Turn with me in your Bibles this morning to 1 John 3:19-24. 1 John 3:19-24. Follow along as I read the text this morning. Read text. Let’s pray.

As John closes chapter three, it is important to bear in mind that he is still discussing the meaning of being a child of God. This is a subject that he will continue to discuss all the way through chapter five.

What does it mean to be a child of God? John has put forward several practical doctrines to help us understand what it means that we are children of God. He began this theme at the end of chapter two. As he began this theme of being a child of God, he started by showing that one mark of the children of God is preparation for the second coming. The children of God live in light of Jesus’ second coming, and they constantly are trying to purify themselves and distance themselves from sin because they do not want to be ashamed at His coming. Children of God practice righteousness because they want to be pleasing to God when Jesus returns.

Children of God also practice righteousness because of the cross. Jesus’ work on the cross was meant to take away sin and destroy the works of the devil, and the children of God live in light of that purpose. They don’t work against Jesus, they work for Jesus and try to further the aims of His kingdom. It is obvious, therefore, that those who do not live this way are children of the devil.

At the end verse 10, however, John begins to discuss Christian love. How easy it is to appear holy and righteous in a vacuum! So John brings up the question of loving one another to test the claim we make to be children of God. And in this section he argues in this way. First, he argues that a lack of love demonstrates that a person is not a child of God. He argues against the person who would claim to be a child of God but who evidences no love for the brethren. He silences any objections to his doctrine of brotherly love. He argues using the example of Cain. The one who does not love is essentially a murderer, and no murderer has passed out of death and into life. So it is plain that love must be present in the life of a child of God.

Yet it is not the type of love that is weak and merely sentimental. Love involves the whole person – intellect, emotions, and will – and the example of love is Jesus Christ. The type of love that must be present in the children of God is love that is Christlike, love that is willing to sacrifice to meet the needs of the brethren. Love must be in deed and in truth. It must demonstrate itself outwardly, and it must be felt inwardly. We must not outwardly demonstrate love to others and in our hearts be cursing them, hating them, feeling superior to them, or any other such hypocritical feeling. If we have these types of feelings in our hearts we could be loving in deed, but that is most certainly not loving in truth. It is hypocrisy. John therefore exhorts us to love as Jesus loved, in deed and in truth.

======

Reproduce word for word the part of the sermon excerpt above starting with "As John closes" and going on through "through chapter five.".

======

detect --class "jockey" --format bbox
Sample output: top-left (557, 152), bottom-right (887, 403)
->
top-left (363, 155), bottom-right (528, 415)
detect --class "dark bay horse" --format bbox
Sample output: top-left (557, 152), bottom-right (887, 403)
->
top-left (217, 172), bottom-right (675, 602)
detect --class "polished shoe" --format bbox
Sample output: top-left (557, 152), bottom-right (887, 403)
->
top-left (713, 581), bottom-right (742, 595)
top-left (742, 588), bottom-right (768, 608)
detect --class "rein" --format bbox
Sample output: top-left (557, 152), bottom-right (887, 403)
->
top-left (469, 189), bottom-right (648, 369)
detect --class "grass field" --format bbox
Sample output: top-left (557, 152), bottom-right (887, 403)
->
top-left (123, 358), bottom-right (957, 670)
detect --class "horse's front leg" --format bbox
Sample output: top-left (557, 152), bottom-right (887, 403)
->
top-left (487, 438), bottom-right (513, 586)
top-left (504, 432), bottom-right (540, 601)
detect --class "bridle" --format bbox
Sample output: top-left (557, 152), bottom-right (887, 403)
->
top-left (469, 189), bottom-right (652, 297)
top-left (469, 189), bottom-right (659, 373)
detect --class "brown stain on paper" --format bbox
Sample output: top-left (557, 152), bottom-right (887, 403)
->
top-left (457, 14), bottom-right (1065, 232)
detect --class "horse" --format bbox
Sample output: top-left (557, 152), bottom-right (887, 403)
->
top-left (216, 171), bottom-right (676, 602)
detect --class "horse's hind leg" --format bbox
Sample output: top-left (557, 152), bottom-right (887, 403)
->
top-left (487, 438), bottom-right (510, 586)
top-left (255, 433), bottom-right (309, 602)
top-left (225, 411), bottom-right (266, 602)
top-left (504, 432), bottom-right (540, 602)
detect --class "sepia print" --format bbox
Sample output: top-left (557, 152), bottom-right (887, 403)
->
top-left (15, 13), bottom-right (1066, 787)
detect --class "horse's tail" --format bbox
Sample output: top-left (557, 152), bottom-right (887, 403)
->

======

- Correct output -
As John closes chapter three, it is important to bear in mind that he is still discussing the meaning of being a child of God. This is a subject that he will continue to discuss all the way through chapter five.